Copy out every item below word for word, but leave out the pictures.

**Source material:**
## START

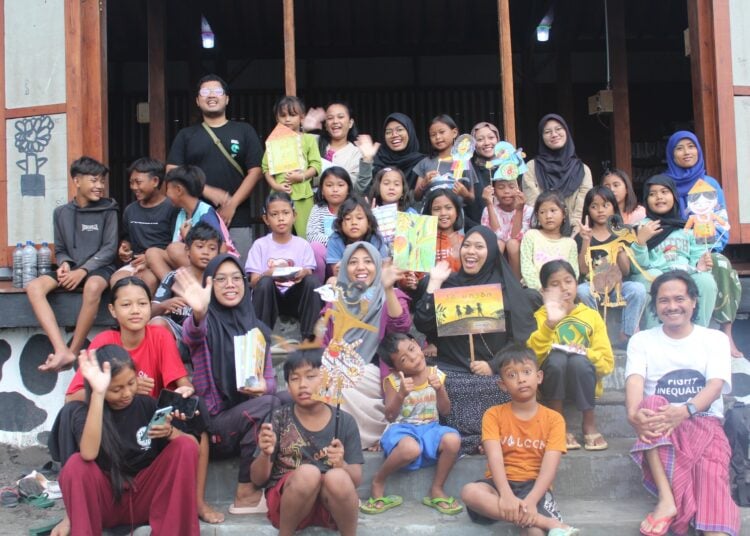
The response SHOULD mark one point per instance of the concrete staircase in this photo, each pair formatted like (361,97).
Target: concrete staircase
(598,492)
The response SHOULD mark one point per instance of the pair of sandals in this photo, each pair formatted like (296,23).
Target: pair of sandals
(591,442)
(378,505)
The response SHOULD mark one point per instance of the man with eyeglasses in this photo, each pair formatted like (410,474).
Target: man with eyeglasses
(229,152)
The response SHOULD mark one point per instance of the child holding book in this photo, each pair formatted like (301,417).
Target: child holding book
(517,483)
(415,397)
(309,457)
(289,111)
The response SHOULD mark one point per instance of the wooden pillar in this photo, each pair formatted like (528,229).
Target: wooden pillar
(506,71)
(703,75)
(621,147)
(157,94)
(290,67)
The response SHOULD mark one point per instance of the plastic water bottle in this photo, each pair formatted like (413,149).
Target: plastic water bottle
(44,260)
(29,263)
(18,266)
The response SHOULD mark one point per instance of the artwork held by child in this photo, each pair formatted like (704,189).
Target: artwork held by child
(284,148)
(415,242)
(508,163)
(250,357)
(342,366)
(703,206)
(469,310)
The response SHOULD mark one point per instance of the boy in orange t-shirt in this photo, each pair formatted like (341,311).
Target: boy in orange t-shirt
(524,442)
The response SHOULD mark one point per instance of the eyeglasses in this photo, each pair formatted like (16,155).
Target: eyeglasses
(208,91)
(397,130)
(222,280)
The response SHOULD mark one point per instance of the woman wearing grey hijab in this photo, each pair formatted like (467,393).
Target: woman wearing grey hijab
(369,296)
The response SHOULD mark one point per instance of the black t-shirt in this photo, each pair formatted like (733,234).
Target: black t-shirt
(138,451)
(149,227)
(296,445)
(194,146)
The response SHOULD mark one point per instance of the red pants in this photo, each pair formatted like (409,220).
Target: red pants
(162,495)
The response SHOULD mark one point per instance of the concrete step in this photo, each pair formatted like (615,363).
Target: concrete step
(580,475)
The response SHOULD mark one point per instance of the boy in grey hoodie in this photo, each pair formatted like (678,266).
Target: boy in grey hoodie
(85,249)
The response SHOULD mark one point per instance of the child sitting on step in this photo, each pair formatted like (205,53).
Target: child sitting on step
(524,442)
(309,456)
(415,397)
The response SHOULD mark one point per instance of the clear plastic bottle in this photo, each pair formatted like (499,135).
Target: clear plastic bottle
(44,260)
(29,263)
(18,266)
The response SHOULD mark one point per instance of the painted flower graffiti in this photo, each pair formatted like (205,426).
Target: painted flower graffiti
(33,134)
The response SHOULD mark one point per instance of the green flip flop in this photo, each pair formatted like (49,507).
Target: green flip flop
(371,506)
(448,510)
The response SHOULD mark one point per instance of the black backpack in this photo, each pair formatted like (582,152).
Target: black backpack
(737,429)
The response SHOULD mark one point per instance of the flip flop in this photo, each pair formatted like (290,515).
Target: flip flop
(570,531)
(448,510)
(589,442)
(665,521)
(571,443)
(371,506)
(260,508)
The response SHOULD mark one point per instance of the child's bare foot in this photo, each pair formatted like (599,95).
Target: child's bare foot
(62,528)
(247,495)
(208,514)
(659,520)
(58,361)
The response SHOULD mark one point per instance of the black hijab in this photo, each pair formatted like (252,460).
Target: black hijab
(406,159)
(671,221)
(558,169)
(222,324)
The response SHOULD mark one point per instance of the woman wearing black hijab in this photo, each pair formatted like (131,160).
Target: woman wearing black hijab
(472,387)
(557,167)
(221,310)
(401,148)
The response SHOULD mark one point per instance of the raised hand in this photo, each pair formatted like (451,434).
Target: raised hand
(434,379)
(389,275)
(367,147)
(195,295)
(267,439)
(97,377)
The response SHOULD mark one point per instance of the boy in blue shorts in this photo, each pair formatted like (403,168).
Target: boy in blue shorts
(415,397)
(524,442)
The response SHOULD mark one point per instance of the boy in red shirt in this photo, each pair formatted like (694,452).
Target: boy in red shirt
(524,442)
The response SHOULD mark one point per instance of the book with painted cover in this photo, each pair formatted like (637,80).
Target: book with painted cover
(249,358)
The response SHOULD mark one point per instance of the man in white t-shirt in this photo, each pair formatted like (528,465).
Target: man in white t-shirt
(676,374)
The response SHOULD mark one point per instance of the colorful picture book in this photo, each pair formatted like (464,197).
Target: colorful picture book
(469,310)
(415,242)
(284,150)
(249,358)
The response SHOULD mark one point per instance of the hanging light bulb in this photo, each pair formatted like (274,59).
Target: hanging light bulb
(542,32)
(207,34)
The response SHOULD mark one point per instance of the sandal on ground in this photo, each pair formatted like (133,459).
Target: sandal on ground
(385,503)
(9,497)
(571,443)
(665,522)
(568,531)
(452,509)
(594,442)
(260,508)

## END

**Exercise result:**
The response SHOULD mark one point per instance of the concrete staircase in this photo, each pair formatted like (361,97).
Target: concrete staircase
(598,492)
The response SHOULD mark one point per instance of the pair of sandals in this photo, each pair formatted like (296,23).
Target: pair of sandals
(591,442)
(378,505)
The response SHOULD mark one point per instance of the man with eyeglasses in this photo, each pair formatted like (410,474).
Target: man with eyeglasses
(229,152)
The response SHOULD mark one point per instance of the child holding book in this photo, each pair formatted like (301,417).
Target: child holding book
(517,483)
(415,397)
(309,457)
(289,111)
The response SHOULD mark one point per instance of the wooden pillar in this photo, each pair formatted like (528,229).
Target: wooden pillar
(506,71)
(703,75)
(621,147)
(157,94)
(290,67)
The response SHOULD mark one point per instance of the plastic water bottle in this photo, each pair formatted like (413,149).
Target: plastic water bottle
(44,260)
(29,263)
(18,266)
The response SHOULD mark one point per instance of the artwork held by child in this photo, each pair formatted like (704,189).
Target: artwork held by child
(284,148)
(415,242)
(508,163)
(250,357)
(342,366)
(703,206)
(469,310)
The response SHOULD mark one point per instance of the boy in orange t-shirt in this photo, each pair formatted like (341,311).
Target: boy in orange t-shirt
(524,442)
The response SHOULD mark one point per instance of the eyeglasses in this photo, each pair formatted like (16,155).
Target: eyeglasses
(208,91)
(397,130)
(222,280)
The response SHOULD mark one point per instance of the woman wearing grey hijab in this photo, each pair formatted like (467,393).
Target: woman wearing grey hijab
(369,296)
The response SHOULD mark one point per instance of the black t-shirt in this photo, each pair formatted like (733,234).
Target: black t-shirt
(138,451)
(149,227)
(296,445)
(194,146)
The response SHOULD mark one point per instance of the red pants in this photo, each pair formatted like (409,220).
Target: red pants
(162,495)
The response SHOULD mark one point per instance of the concrete step in this photo, each pair formatted like (615,363).
Target: concrete step
(580,475)
The response SHOULD mark one point per instance of the boy in grey hoodie in this photo, each pair formatted like (678,266).
Target: boy in grey hoodie
(85,249)
The response SHOULD mark one point per instance of the child sitting on step in this photo, each pair formatted like (205,53).
Target: child sitting on step
(524,442)
(309,456)
(415,397)
The response SHOULD mark one point per instance of the clear plastic bottle in this photo, each pair formatted like (499,135).
Target: clear plastic bottle
(44,260)
(29,263)
(18,266)
The response SHOULD mark one point per instance of the painted flower graffiti in this photo, each pair formatted like (205,426).
Target: painted flower graffiti
(33,134)
The response SHOULD mark one point per instance of the green flip flop in this photo, each pair formatted like (49,507).
Target: green flip flop
(371,506)
(448,510)
The response SHOULD mark one point per instance of the black backpack in this photo, each pair formatted like (582,152).
Target: black backpack
(737,429)
The response SHOULD mark one point per instance of the flip flop in this photo, each pair formatted like (290,515).
Target: flip flop
(570,531)
(448,510)
(589,442)
(665,521)
(571,443)
(371,506)
(260,508)
The response SHOULD mark one point per instance of the child's bare foot in this photo, each pair formatted like (599,95).
Target: child's bare foot
(62,528)
(247,495)
(208,514)
(659,520)
(58,361)
The response SHOULD mark one point per instance of the black hijab in this photo, each pair formatted like (252,460).
Target: black hijab
(406,159)
(671,221)
(558,169)
(222,324)
The response SHOULD mark one point per instance of the woman wearing black hijab in this photo, each pair formatted like (131,160).
Target: woman wearing black hijab
(472,387)
(557,167)
(221,310)
(401,148)
The response SHOULD mark one point per instance of the raised hand in this photo, each pair formatted like (451,434).
Target: raised hand
(434,379)
(389,275)
(367,147)
(195,295)
(267,439)
(97,377)
The response SHOULD mark one point per instance of the boy in blue shorts in this photo, each pair formatted like (403,168).
Target: boy in blue shorts
(415,397)
(524,442)
The response SHOULD mark one point per instance of the boy in red shirt in this photo, each pair formatted like (694,452).
Target: boy in red shirt
(524,442)
The response SHOULD mark one point per instance of the book with painted cover in this photo, each pair formatted like (637,80).
Target: book with painted cover
(249,358)
The response SHOULD mark one point per instance of the man in white t-shirt in this photo, each pair formatted like (528,465).
Target: man in white t-shirt
(676,374)
The response SHOULD mark one point per instance of the colorful picture book in this photo, each pair formatted like (464,197).
Target: colorful picture book
(469,310)
(415,242)
(284,150)
(249,358)
The response SHOULD mark one point per instance of the hanging light bulb in this photo, each pair formatted like (274,59).
Target: hanging light bulb
(542,32)
(207,34)
The response SHOULD mark one point per instance of the sandal on ground in this photo, each pair formatted like (133,459).
Target: sandal on ground
(385,503)
(9,497)
(571,443)
(665,522)
(568,531)
(452,509)
(594,442)
(260,508)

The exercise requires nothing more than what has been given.